* Instrução 1 *
Responda a estas perguntas com base no excerto sobre o consumo de água da torneira:
(a) Que instituto realizou o estudo?
(b) Quem é a pesquisadora principal?
(c) Quais são os três cenários a que foram aplicados os modelos?

* Excerto do documento *
━━━━

Estudo em Barcelona mostra as vantagens para os ecossistemas de se consumir apenas água da torneira, e com baixo impacto na saúde
Pelo facto de a qualidade da água da torneira ter aumentado consideravelmente nos últimos anos em várias cidades europeias, e o consumo da água engarrafada não ter diminuído, o Instituto de Barcelona para a Saúde Global realizou um estudo científico em que pretendia analisar o impacto das escolhas dos consumidores em termos de hábitos de consumo de água
Cristina Villanueva, pesquisadora principal, refere que, como a qualidade da água canalizada aumentou em Barcelona, e esta melhoria não foi reflectida no aumento do consumo de água da torneira, este comportamento teria de ser motivado por factores subjectivos. Um desses factores é a suposta presença de compostos químicos na água da torneira, resultantes da desinfecção, que possam conduzir a cancro da bexiga. Embora, de facto, exista essa possibilidade, este estudo, que utilizou diversos modelos aplicado a três cenários (só consumo de água engarrafada, só consumo de água filtrada e só consumo de água da torneira) mostra que esse risco é pequeno, sobretudo se comparado com os impactos globais da água engarrafada.

━━━━

* Dados do exercício *
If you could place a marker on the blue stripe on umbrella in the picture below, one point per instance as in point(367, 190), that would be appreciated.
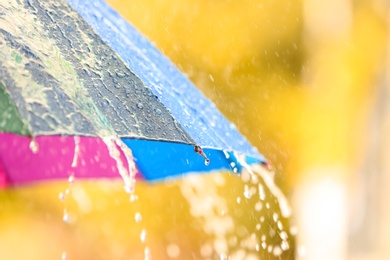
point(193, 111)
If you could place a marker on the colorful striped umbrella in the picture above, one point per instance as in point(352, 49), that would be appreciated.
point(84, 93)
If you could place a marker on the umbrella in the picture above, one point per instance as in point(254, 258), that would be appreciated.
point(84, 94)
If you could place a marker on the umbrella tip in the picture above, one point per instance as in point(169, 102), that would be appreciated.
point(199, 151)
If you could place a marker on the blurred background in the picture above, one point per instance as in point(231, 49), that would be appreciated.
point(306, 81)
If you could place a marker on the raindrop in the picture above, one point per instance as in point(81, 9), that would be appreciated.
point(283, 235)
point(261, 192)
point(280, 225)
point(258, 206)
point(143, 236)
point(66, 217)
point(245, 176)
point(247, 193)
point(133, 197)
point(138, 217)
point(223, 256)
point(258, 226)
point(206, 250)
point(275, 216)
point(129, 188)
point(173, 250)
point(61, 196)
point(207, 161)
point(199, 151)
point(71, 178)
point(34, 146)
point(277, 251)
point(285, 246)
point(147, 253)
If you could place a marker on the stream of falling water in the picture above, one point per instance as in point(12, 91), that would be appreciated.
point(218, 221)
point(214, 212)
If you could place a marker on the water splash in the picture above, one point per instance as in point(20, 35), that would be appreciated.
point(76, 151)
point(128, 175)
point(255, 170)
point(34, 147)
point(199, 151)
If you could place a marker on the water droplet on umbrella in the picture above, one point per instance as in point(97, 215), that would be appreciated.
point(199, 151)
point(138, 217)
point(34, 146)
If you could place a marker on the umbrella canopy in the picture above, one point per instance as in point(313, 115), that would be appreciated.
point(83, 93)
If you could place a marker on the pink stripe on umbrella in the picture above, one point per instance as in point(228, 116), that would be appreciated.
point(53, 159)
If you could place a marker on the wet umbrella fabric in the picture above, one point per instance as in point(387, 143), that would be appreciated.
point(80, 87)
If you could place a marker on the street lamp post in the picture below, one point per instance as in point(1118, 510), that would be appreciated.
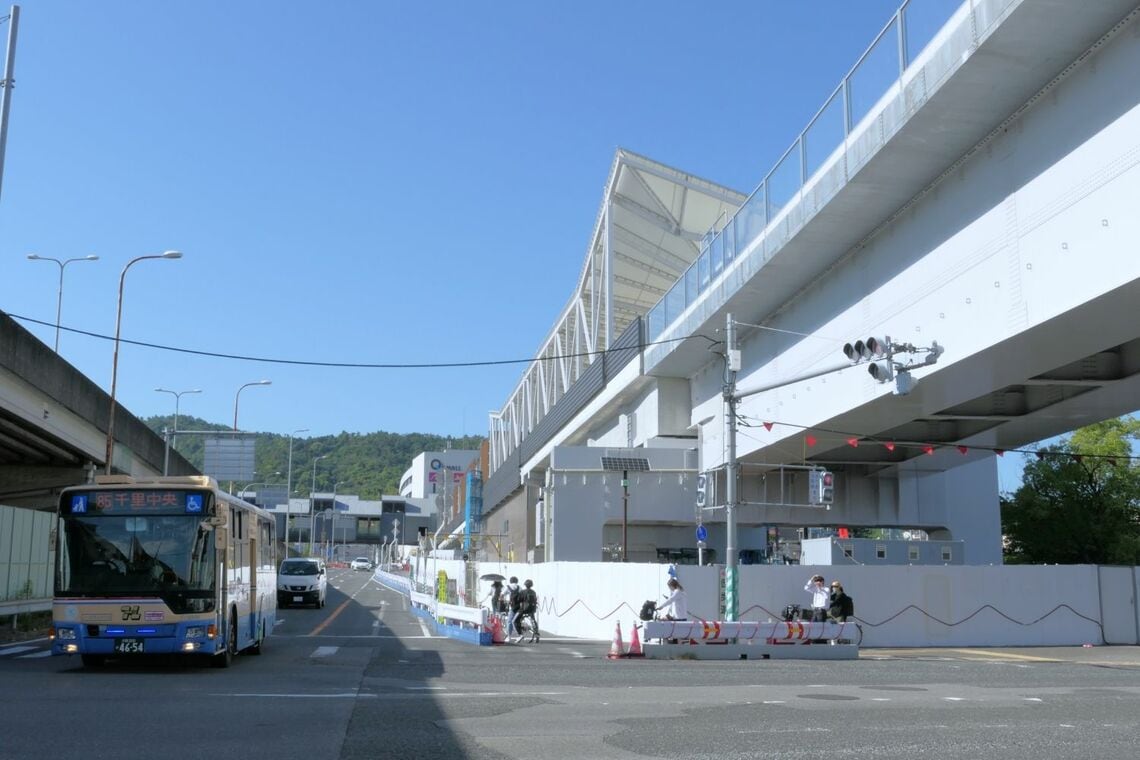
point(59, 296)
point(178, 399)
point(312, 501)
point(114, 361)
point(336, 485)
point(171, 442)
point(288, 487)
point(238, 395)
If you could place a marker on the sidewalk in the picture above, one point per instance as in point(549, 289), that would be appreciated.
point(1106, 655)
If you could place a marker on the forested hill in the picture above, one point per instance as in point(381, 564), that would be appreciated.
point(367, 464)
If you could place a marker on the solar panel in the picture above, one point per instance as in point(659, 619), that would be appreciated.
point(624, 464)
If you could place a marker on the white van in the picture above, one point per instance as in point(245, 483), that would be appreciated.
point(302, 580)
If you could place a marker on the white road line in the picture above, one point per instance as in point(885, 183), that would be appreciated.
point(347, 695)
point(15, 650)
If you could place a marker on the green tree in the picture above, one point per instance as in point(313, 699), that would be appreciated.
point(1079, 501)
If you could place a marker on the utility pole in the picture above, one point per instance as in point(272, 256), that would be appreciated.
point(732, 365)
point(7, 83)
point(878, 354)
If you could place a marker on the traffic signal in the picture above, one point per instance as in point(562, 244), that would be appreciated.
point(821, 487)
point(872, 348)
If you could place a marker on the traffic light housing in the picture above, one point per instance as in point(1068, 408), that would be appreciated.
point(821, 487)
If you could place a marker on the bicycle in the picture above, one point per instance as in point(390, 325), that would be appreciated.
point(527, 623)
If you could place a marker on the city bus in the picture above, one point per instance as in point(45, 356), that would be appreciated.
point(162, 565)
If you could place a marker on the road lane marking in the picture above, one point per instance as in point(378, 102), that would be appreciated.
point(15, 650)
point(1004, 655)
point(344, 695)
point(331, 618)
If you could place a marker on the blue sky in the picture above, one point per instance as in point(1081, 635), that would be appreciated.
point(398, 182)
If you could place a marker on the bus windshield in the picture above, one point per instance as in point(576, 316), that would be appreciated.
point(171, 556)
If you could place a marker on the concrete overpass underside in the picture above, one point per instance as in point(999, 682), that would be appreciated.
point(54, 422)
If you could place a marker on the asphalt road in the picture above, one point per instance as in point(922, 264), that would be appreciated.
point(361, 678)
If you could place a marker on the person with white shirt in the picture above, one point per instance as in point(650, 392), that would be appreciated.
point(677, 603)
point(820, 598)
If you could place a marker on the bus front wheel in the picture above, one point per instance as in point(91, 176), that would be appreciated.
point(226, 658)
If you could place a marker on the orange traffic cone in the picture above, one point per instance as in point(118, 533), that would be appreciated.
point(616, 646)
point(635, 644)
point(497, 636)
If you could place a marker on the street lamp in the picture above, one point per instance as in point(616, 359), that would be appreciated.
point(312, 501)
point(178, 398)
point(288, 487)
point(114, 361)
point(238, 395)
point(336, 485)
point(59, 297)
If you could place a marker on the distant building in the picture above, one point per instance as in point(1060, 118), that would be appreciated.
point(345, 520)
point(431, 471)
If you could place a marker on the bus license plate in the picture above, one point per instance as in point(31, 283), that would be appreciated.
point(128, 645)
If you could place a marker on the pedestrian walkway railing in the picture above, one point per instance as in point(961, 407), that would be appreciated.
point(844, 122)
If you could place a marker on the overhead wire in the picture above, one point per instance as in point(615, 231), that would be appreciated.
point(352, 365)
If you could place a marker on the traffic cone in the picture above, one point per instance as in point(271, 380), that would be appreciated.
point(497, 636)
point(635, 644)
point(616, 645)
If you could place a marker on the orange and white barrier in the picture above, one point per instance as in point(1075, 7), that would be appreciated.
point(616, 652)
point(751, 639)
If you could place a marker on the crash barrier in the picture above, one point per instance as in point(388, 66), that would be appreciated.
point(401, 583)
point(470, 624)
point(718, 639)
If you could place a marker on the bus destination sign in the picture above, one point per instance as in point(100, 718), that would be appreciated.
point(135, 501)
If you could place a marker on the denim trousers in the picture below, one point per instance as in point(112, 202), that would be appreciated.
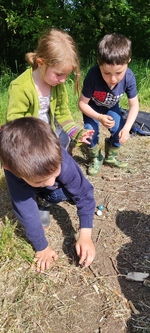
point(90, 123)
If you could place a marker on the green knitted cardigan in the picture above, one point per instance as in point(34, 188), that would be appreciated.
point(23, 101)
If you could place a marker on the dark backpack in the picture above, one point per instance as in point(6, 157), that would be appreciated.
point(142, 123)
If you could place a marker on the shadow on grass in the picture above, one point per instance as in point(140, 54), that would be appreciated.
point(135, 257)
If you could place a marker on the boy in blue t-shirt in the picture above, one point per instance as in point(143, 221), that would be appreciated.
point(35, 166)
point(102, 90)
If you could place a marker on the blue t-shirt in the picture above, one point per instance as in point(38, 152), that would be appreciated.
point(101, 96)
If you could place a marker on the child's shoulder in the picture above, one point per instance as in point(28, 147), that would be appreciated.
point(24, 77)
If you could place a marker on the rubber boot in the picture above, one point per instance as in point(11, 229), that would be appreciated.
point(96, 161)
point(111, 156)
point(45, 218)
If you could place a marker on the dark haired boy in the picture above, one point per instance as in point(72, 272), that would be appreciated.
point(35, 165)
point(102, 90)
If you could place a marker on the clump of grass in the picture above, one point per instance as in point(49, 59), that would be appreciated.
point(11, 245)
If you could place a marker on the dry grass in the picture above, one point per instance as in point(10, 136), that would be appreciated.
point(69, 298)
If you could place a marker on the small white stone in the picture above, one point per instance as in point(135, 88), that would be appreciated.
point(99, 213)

━━━━

* Instrução 2 *
Apresente como lista JSON de strings as linhas dos registos, começando na linha que contém "If you could place a marker on the crash" e seguindo até à linha que contém "point(135, 501)", ambas incluídas. Use uma string por linha e omita as linhas em branco.

* Resultado do exercício 1 *
(a) O Instituto de Barcelona para a Saúde Global.
(b) Cristina Villanueva.
(c) Só consumo de água engarrafada, só consumo de água filtrada e só consumo de água da torneira.

* Resultado do exercício 2 *
[
  "If you could place a marker on the crash barrier in the picture above, one point per instance as in point(388, 66), that would be appreciated.",
  "point(401, 583)",
  "point(470, 624)",
  "point(718, 639)",
  "If you could place a marker on the bus destination sign in the picture above, one point per instance as in point(100, 718), that would be appreciated.",
  "point(135, 501)"
]